Excerpts from a location annotation dataset

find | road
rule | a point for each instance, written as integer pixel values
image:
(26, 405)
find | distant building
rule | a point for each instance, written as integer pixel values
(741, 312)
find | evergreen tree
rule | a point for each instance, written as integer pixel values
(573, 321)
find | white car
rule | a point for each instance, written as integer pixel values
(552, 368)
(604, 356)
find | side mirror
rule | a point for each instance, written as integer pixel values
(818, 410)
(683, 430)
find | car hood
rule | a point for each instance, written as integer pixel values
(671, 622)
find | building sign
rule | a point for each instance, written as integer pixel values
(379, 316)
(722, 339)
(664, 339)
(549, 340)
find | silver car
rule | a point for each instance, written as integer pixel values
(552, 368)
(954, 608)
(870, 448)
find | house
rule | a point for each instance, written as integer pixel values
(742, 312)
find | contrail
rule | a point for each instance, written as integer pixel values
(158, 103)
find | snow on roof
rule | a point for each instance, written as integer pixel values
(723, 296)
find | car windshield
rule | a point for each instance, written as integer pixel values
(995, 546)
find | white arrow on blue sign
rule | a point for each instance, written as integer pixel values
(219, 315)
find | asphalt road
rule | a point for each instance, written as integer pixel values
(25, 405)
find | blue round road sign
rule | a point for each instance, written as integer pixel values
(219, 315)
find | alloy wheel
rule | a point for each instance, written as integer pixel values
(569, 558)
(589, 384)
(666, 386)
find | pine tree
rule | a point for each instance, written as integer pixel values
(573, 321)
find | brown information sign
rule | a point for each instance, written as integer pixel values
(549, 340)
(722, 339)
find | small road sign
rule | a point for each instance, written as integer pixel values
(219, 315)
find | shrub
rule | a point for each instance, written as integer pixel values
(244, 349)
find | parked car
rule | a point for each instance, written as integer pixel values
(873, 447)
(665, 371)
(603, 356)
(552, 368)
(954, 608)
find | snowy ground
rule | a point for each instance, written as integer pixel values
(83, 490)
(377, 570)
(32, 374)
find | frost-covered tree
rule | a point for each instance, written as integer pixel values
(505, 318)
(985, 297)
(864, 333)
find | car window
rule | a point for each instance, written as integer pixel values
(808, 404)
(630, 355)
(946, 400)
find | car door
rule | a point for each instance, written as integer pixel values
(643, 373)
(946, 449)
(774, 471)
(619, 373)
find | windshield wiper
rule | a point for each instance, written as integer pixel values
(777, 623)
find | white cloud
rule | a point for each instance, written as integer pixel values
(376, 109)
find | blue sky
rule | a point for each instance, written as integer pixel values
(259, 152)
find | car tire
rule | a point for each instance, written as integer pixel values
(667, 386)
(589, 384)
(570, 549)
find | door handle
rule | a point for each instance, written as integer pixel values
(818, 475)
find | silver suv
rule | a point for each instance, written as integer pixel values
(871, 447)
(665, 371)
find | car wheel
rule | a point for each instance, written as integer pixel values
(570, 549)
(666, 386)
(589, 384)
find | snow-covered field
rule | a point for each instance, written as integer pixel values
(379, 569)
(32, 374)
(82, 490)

---

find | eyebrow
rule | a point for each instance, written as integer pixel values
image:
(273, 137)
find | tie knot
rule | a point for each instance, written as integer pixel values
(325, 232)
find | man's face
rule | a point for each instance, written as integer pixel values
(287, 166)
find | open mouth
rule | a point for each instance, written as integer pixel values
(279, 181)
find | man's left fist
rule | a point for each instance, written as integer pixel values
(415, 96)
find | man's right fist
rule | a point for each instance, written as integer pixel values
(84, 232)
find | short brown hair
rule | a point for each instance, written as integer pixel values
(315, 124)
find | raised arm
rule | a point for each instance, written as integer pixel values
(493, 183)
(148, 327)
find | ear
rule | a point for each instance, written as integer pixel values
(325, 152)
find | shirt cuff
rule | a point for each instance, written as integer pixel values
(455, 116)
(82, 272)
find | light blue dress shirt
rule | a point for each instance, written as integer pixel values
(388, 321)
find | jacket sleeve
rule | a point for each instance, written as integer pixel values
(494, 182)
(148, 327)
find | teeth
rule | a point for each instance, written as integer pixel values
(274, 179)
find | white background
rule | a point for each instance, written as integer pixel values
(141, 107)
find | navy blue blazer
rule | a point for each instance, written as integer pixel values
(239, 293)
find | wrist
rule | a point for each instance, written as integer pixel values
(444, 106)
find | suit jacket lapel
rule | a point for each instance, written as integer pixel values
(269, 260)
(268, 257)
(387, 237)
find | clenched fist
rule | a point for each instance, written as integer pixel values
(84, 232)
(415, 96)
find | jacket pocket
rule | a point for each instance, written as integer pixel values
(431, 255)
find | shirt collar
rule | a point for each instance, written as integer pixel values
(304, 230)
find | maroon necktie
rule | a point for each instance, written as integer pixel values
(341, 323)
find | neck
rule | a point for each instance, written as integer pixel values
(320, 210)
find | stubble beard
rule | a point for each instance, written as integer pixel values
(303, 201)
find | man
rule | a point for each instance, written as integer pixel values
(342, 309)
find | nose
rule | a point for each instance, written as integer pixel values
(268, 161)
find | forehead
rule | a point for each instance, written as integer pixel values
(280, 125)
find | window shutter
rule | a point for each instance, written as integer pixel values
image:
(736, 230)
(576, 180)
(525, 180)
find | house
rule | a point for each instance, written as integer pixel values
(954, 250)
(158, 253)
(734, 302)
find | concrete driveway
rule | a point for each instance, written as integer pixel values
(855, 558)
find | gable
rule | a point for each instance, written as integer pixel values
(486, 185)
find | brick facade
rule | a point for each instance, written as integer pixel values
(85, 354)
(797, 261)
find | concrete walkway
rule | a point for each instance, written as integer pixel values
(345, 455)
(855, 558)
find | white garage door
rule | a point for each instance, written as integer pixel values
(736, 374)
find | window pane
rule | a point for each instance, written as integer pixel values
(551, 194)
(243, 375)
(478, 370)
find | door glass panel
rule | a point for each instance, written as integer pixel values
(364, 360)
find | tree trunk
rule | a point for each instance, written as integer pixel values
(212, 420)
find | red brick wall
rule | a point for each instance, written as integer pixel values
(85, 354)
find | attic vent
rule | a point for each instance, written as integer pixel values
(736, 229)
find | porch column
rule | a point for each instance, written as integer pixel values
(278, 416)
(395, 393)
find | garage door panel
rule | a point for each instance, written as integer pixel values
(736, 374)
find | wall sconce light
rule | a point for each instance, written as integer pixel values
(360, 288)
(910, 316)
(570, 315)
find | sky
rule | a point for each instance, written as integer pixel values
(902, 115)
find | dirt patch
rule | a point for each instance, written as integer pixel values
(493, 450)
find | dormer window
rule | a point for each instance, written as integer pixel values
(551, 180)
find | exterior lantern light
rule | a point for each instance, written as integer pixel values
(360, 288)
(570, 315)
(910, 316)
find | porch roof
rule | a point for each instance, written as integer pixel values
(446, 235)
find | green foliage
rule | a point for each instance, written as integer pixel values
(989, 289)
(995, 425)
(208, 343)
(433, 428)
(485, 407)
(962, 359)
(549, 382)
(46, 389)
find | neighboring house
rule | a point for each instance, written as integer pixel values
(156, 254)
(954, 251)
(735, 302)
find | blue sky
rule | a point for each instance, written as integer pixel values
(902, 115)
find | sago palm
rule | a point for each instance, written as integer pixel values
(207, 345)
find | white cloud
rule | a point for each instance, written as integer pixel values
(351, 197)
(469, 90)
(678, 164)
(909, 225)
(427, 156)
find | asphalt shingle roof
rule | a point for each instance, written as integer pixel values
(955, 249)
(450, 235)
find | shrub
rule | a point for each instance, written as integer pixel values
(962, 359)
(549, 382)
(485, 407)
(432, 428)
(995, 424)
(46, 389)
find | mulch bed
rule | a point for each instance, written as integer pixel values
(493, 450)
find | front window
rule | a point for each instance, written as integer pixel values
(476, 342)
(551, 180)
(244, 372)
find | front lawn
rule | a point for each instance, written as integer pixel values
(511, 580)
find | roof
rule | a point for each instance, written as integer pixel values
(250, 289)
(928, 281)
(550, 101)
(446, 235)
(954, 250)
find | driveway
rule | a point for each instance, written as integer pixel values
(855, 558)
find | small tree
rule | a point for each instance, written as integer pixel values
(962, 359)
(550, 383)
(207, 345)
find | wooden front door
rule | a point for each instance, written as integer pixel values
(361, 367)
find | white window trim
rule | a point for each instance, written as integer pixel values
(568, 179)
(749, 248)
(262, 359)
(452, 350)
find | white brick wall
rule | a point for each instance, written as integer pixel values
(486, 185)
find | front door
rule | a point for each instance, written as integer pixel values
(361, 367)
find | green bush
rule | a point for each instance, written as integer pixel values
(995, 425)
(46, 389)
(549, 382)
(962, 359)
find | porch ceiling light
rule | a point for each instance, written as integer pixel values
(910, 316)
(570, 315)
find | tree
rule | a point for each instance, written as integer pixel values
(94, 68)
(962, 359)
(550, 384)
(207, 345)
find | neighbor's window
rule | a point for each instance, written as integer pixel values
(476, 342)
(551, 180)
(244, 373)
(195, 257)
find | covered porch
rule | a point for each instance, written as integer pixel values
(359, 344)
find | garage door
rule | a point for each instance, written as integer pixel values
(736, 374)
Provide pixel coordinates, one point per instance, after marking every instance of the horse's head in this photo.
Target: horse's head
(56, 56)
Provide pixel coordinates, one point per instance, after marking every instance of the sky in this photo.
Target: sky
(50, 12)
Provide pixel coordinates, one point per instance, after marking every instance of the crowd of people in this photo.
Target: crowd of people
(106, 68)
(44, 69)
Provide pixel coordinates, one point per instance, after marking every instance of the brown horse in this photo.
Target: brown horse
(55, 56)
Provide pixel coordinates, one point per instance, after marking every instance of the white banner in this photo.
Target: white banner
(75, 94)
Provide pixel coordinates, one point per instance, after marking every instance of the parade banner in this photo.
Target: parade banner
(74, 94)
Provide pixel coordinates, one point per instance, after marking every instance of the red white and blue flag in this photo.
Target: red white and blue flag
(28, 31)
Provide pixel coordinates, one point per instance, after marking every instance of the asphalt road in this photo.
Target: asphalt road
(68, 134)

**GIVEN EXERCISE:**
Locate every line in the rows containing the string "road", and copy each of those lines.

**SOLUTION TO THIS EXERCISE:**
find | road
find | asphalt road
find | blue round road sign
find | small road sign
Provide pixel coordinates, one point per instance, after marking every instance of the asphalt road in this photo.
Target: asphalt road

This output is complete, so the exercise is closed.